Die Produktionsverantwortung im Newsroom wird dezentralisiert, im Regionalen aber zentralisiert. Wie passt das zusammen?
Zunächst einmal müssen wir auch im Regionalen Kosten und Strukturen anpassen. Wir haben mehr als 30 unterschiedliche Ausgaben von „Bild“, weil wir auch noch in Aachen und Ostwestfalen regionales Anzeigengeschäft abbilden. Allerdings kann nicht jede Regionalausgabe immer Inhalte liefern, die der Mischung von „Bild“ zuträglich sind. Oder, um es anders auszudrücken, die Essenz von „Bild“ muss ein bisschen so sein wie Coca-Cola – eine Mischung aus Koffein und Zucker, die am Ende süchtig macht.
… und die Gesundheit gefährdet?

********************

## Die Aufgaben
• a. Nennen Sie sämtliche Eigennamen, die im Interviewauszug über „Bild“ vorkommen, und zwar jeden nur einmal.
• b. Greifen Sie den Interviewauszug über „Bild“ auf und führen Sie ihn im Anschluss an die letzte Frage weiter.

## Daten

********************

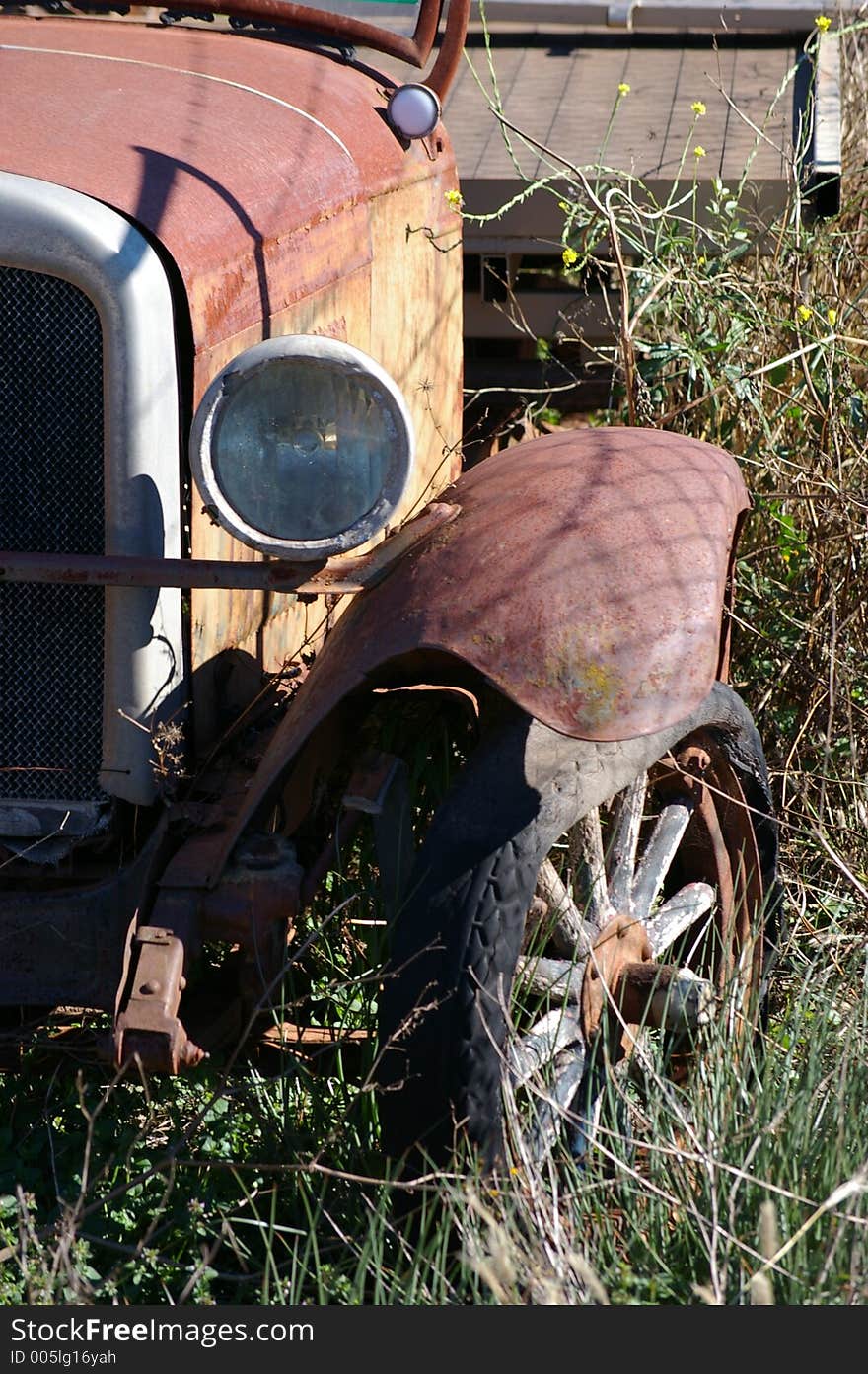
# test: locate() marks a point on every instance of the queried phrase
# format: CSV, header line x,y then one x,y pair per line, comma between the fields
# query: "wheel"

********************

## Ergebnisse je Aufgabe
• a. „Bild“, Aachen, Ostwestfalen, Coca-Cola

• b.
Alle, die Inhalte erstellen, wollen doch, dass ihr Produkt süchtig macht, dass man die nächste Ausgabe kaum erwarten kann. Das neue Regionalkonzept stellt uns noch klarer für die digitale Zukunft auf. Wir brauchen auch an den Standorten mehr Reporter mit Digital- und Social-Media-Kompetenz. Dafür müssen wir Kapazitäten auf der einen Seite aufbauen und an anderer Stelle abbauen. Das ist auch nichts Neues. Viele Funktionen aus der analogen Zeit – wie zum Beispiel Fotolabore an den Druckstandorten – sind durch die neuen Produktions-technologien nicht mehr notwendig. Künftig gibt es 21 Reporterstandorte, die von fünf zentralen Hauptstandorten in Hamburg (Nord), Essen (NRW), Frankfurt (Südwest), München (Süd) und Leipzig (Ost) geführt werden. Damit können wir auch in der Produktion Synergien schaffen – und haben Luft, um endlich auch in den Lokalausgaben zu digitalisieren und zu experimentieren.
Womit zum Beispiel?
Wir testen bereits seit Längerem „Bild“ auch im Tabloid-Format – das zentral in Berlin produziert wird. Im Hamburger Markt kommt das Format hervorragend an, im Westen sammeln wir noch Erfahrungen. Ich kann mir vorstellen, dass wir das Angebot auch noch in anderen Metropolen starten. Wir müssen auch in Print innovativ bleiben, und das ist nur ein Weg von vielen.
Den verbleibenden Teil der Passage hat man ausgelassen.